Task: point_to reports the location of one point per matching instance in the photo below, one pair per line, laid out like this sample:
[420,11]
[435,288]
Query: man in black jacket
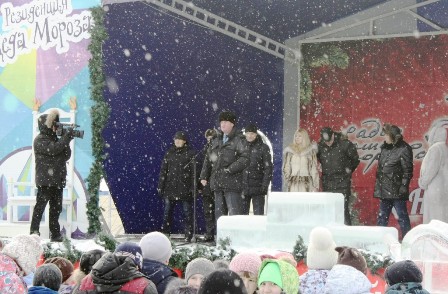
[51,154]
[258,175]
[223,167]
[394,173]
[339,159]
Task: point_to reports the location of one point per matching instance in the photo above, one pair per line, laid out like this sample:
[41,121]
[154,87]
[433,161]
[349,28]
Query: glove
[403,191]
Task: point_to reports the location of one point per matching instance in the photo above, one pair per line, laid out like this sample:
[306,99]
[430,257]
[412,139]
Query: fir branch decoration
[100,114]
[318,55]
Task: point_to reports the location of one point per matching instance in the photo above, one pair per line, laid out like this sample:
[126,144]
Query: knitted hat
[321,253]
[222,281]
[156,246]
[403,272]
[48,275]
[131,250]
[199,265]
[270,273]
[251,128]
[326,133]
[352,257]
[63,264]
[25,250]
[286,256]
[181,136]
[227,116]
[245,262]
[88,259]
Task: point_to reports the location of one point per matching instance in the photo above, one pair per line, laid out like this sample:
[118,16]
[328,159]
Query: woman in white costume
[300,171]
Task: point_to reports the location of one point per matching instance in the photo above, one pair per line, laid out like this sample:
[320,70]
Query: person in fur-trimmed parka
[434,176]
[51,154]
[394,173]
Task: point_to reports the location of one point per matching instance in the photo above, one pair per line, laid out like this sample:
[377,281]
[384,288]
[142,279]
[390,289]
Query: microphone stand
[195,187]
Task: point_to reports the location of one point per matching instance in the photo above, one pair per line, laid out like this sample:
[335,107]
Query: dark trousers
[208,203]
[386,206]
[257,204]
[187,214]
[228,202]
[45,195]
[347,193]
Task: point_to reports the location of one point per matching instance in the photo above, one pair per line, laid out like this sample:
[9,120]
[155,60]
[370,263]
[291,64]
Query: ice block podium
[290,214]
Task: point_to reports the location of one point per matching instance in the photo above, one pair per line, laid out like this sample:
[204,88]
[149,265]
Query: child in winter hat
[25,250]
[222,282]
[131,250]
[156,246]
[247,265]
[321,256]
[197,270]
[47,277]
[404,277]
[352,257]
[63,264]
[277,276]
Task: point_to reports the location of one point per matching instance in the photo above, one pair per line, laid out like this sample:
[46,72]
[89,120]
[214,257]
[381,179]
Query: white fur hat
[156,246]
[25,250]
[321,253]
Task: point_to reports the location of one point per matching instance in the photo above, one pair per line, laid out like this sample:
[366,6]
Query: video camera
[62,128]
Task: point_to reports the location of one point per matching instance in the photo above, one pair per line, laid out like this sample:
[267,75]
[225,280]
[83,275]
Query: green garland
[100,114]
[318,55]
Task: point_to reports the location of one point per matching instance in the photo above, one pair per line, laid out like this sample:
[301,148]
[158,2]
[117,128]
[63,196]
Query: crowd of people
[143,268]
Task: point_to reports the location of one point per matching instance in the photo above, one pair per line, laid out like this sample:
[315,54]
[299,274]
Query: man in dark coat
[223,167]
[176,183]
[51,154]
[339,159]
[393,176]
[258,175]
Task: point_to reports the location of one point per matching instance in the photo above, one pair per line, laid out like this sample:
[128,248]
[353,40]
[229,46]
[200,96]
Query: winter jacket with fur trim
[225,162]
[394,172]
[176,174]
[51,154]
[338,162]
[258,174]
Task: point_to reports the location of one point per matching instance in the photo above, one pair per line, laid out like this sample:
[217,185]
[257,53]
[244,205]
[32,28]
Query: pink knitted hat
[246,262]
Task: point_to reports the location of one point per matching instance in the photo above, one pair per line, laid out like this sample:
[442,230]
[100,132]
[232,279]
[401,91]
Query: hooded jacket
[176,173]
[345,279]
[114,273]
[11,277]
[395,170]
[51,153]
[406,288]
[433,177]
[225,162]
[258,174]
[160,274]
[338,162]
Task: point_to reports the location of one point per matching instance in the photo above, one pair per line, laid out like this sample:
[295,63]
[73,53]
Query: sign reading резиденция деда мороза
[40,24]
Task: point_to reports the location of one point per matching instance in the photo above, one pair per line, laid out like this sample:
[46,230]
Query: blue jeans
[257,204]
[402,211]
[228,202]
[187,214]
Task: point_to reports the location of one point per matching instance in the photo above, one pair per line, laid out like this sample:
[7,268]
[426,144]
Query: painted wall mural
•••
WRITTEN PROBLEM: Reproduce the data above in full, exactly as it is, with the pictures left out.

TASK SOLUTION:
Task: point_to reports the location of one point per matching instance in the photo below, one pair per line, laid out like this sample:
[420,11]
[435,288]
Query: man in black jacket
[51,154]
[258,175]
[223,167]
[394,173]
[339,159]
Task: point_to reports the location of one point per matching instance in the photo above, one pair per line, laid out like this sample:
[41,121]
[154,87]
[433,161]
[349,28]
Query: glove
[403,191]
Task: point_to reports the location of one point per matching instance in the photo above, one pair per line, laid out like this sample:
[306,99]
[430,257]
[412,139]
Query: fir branch decoration
[100,114]
[318,55]
Task: point_to reports the location of one point per matching instance in the photo above, one pair per line, laid out like this sample:
[126,144]
Query: knitted hat
[321,253]
[222,281]
[156,246]
[403,272]
[48,275]
[131,250]
[199,265]
[270,273]
[251,128]
[326,133]
[352,257]
[63,264]
[25,250]
[286,256]
[181,136]
[227,116]
[245,262]
[88,259]
Task: point_to reports the location of one point per matching instance in the photo above, one pair per line, laid out like this sample:
[118,16]
[328,159]
Query: woman in white costume
[300,171]
Task: point_to reports the location of one point per matching instance in the photo above, one pair per line, laid out like this sample:
[320,70]
Query: person in fur-trimmed parka
[434,176]
[51,154]
[394,173]
Task: point_to reports the location of one point per matching instance in the photo above, one pair per line, laid out like this sample:
[377,281]
[384,288]
[142,279]
[390,289]
Query: microphone stand
[195,187]
Task: point_to reports the location of one point per matching instance in the photo above, one pair per line, laid out like this sample:
[335,107]
Query: dark trousers
[208,203]
[386,206]
[257,204]
[187,214]
[228,202]
[45,195]
[347,193]
Task: point_to reports the location of one point per matching instance in the photo above, one pair per line, laid out like this sample:
[9,120]
[155,60]
[370,263]
[291,64]
Query: ice block podium
[290,214]
Task: point_to reports the location of one point per matching instance in the photo above, one pair per line, laid out like this sample:
[204,88]
[149,265]
Query: child in winter hat
[25,250]
[222,282]
[131,250]
[156,246]
[247,265]
[321,256]
[197,270]
[47,277]
[404,277]
[352,257]
[63,264]
[277,276]
Task: point_to reports the location of one point per matching instance in the photo above, one pair per line, laid out like this sample:
[46,72]
[89,120]
[214,257]
[381,179]
Query: white fur hat
[156,246]
[25,250]
[321,253]
Task: point_to reports the location of one point per matching instance in the photo above, one pair per line, laid out like this sample:
[366,6]
Query: video camera
[62,128]
Task: point_to reports the location of one point per matching instance in the photo above, one pair per line, laid out like this sample:
[267,75]
[225,280]
[83,275]
Query: green garland
[100,114]
[318,55]
Task: point_to reports the location of one point per matching instance in the photo above, one pair per line, laid out like this sample:
[301,148]
[158,2]
[117,128]
[63,196]
Query: crowd of people
[143,268]
Task: point_to reports the location of one point per matching instance in the photo above, one pair per line, laid out like this sample:
[315,54]
[299,274]
Query: man in dark coat
[223,167]
[176,183]
[51,154]
[339,159]
[393,176]
[258,175]
Task: point_to reports the location of one point per matching instance in the photo above, one pair per line, laid out like this sample:
[128,248]
[353,40]
[229,46]
[200,96]
Query: winter jacket with fur trim
[225,162]
[394,172]
[176,174]
[51,154]
[338,162]
[258,174]
Task: point_to reports the location of one point per matching instance in the photo above, one pair per line, laid out like this sample:
[217,185]
[257,53]
[244,205]
[32,28]
Query: pink knitted hat
[246,262]
Task: point_to reports the location of one point per matching instance in the photo above, one pair per line, laid out like this sample:
[442,230]
[100,132]
[232,279]
[401,91]
Query: hooded jacket
[176,173]
[345,279]
[114,273]
[11,277]
[395,170]
[51,153]
[406,288]
[433,177]
[225,162]
[258,174]
[160,274]
[338,162]
Task: point_to reports the location of one point per matching instance in the photo above, one pair per line, laid out like this sample:
[295,63]
[73,53]
Query: sign reading резиденция деда мороза
[40,24]
Task: point_to reports the location of one point per matching instance in the photo above, one pair per line, laid out like this sample:
[46,230]
Query: blue jeans
[257,204]
[402,211]
[228,202]
[187,214]
Task: point_to reports the location of one point per matching instance in the photo above, one pair per line, laid out like this sample:
[7,268]
[426,144]
Query: painted wall mural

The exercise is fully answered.